Exercise inputs —

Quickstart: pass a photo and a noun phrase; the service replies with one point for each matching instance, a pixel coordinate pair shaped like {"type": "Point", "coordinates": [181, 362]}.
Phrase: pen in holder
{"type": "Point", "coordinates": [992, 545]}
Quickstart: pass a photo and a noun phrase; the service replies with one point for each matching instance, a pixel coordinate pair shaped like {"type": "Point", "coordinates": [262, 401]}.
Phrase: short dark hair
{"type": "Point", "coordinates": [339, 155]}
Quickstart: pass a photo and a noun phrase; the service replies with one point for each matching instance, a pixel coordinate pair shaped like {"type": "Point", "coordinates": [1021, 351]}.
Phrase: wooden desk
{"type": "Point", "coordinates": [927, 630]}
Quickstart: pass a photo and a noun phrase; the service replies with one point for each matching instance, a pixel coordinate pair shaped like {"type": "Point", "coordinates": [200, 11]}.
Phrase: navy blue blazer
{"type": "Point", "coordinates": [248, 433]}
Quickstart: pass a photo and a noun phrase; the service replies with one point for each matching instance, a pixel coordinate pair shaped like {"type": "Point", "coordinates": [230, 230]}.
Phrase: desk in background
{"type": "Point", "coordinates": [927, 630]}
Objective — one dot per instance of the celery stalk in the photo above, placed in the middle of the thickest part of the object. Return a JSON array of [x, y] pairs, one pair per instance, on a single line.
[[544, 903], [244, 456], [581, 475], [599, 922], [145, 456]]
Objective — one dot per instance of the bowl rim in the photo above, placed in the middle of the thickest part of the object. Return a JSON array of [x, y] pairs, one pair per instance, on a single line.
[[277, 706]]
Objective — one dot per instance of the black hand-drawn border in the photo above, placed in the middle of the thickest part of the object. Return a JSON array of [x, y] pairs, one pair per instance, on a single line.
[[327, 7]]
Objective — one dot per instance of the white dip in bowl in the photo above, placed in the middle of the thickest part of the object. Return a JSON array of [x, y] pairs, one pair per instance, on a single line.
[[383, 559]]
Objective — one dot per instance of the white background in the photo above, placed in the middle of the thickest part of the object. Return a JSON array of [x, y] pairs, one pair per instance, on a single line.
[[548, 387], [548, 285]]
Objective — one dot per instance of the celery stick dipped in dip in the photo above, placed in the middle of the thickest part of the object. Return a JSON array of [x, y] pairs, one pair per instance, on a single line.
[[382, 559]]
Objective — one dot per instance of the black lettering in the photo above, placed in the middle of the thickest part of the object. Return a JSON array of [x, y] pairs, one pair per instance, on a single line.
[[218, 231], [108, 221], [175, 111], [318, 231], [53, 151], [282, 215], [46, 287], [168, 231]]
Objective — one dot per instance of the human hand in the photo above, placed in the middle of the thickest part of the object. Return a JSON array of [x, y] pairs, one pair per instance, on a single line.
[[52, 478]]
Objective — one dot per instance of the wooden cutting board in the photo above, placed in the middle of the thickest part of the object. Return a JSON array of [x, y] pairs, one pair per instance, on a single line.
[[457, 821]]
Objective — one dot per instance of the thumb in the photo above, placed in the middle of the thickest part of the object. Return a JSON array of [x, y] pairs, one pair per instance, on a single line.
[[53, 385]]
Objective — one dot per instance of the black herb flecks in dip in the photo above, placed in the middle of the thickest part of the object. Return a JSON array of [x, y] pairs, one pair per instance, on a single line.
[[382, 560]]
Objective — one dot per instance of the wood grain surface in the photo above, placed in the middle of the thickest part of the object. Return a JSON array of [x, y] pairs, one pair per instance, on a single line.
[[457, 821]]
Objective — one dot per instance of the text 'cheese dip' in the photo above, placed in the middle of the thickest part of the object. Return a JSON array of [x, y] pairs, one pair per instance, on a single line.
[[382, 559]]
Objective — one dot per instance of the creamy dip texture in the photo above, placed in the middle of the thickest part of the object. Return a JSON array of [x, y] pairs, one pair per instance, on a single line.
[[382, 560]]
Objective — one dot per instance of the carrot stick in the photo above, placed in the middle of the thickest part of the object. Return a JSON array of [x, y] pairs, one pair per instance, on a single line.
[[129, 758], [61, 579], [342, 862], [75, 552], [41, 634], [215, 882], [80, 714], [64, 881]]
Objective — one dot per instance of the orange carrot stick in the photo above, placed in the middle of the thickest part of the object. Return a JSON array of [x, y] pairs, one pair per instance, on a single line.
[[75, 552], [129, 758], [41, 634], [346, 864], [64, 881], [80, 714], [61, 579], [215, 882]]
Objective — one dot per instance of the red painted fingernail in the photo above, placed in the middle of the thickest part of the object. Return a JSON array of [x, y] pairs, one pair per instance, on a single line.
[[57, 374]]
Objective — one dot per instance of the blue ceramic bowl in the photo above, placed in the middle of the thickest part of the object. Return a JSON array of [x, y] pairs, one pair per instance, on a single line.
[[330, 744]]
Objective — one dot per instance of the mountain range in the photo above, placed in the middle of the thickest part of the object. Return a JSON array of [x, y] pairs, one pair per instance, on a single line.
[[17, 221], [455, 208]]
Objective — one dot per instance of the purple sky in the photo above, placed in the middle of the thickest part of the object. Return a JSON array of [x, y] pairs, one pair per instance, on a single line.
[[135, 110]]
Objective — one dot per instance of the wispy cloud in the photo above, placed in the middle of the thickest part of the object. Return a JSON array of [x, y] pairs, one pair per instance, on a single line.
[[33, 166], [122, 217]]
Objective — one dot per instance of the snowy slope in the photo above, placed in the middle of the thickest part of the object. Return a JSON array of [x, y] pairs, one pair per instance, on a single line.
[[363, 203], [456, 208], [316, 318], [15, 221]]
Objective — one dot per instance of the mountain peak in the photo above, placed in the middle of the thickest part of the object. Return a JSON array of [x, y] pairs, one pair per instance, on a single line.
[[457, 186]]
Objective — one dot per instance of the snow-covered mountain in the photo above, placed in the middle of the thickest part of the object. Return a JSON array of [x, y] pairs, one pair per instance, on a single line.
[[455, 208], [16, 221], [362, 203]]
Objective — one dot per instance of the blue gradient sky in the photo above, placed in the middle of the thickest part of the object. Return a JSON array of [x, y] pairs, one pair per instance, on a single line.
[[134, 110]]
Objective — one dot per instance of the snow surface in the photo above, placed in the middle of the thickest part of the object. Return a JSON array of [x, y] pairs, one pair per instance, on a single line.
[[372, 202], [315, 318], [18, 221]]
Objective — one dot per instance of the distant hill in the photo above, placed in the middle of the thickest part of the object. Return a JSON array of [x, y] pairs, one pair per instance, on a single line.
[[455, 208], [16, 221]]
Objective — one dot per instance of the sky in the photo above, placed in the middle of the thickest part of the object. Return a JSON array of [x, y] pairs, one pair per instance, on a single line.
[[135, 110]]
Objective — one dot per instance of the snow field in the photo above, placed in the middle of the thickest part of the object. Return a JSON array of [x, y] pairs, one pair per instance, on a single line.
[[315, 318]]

Work required — Everything from the line containing "Objective — one dot per instance of the sky" to the last line of the entries above should be quoted exactly, and only that.

Exercise answer —
Objective — one dot per instance of the sky in the photo above, placed in the middle of the thickest part of the object. Return a JSON array of [x, y] pairs, one pair per instance, on a single line.
[[135, 110]]
Objective — one dot per instance of the snow field in the photo above, placed in the middle of the thickest part of the object. Return a JSON array of [x, y] pairs, one pair per instance, on a single line.
[[315, 318]]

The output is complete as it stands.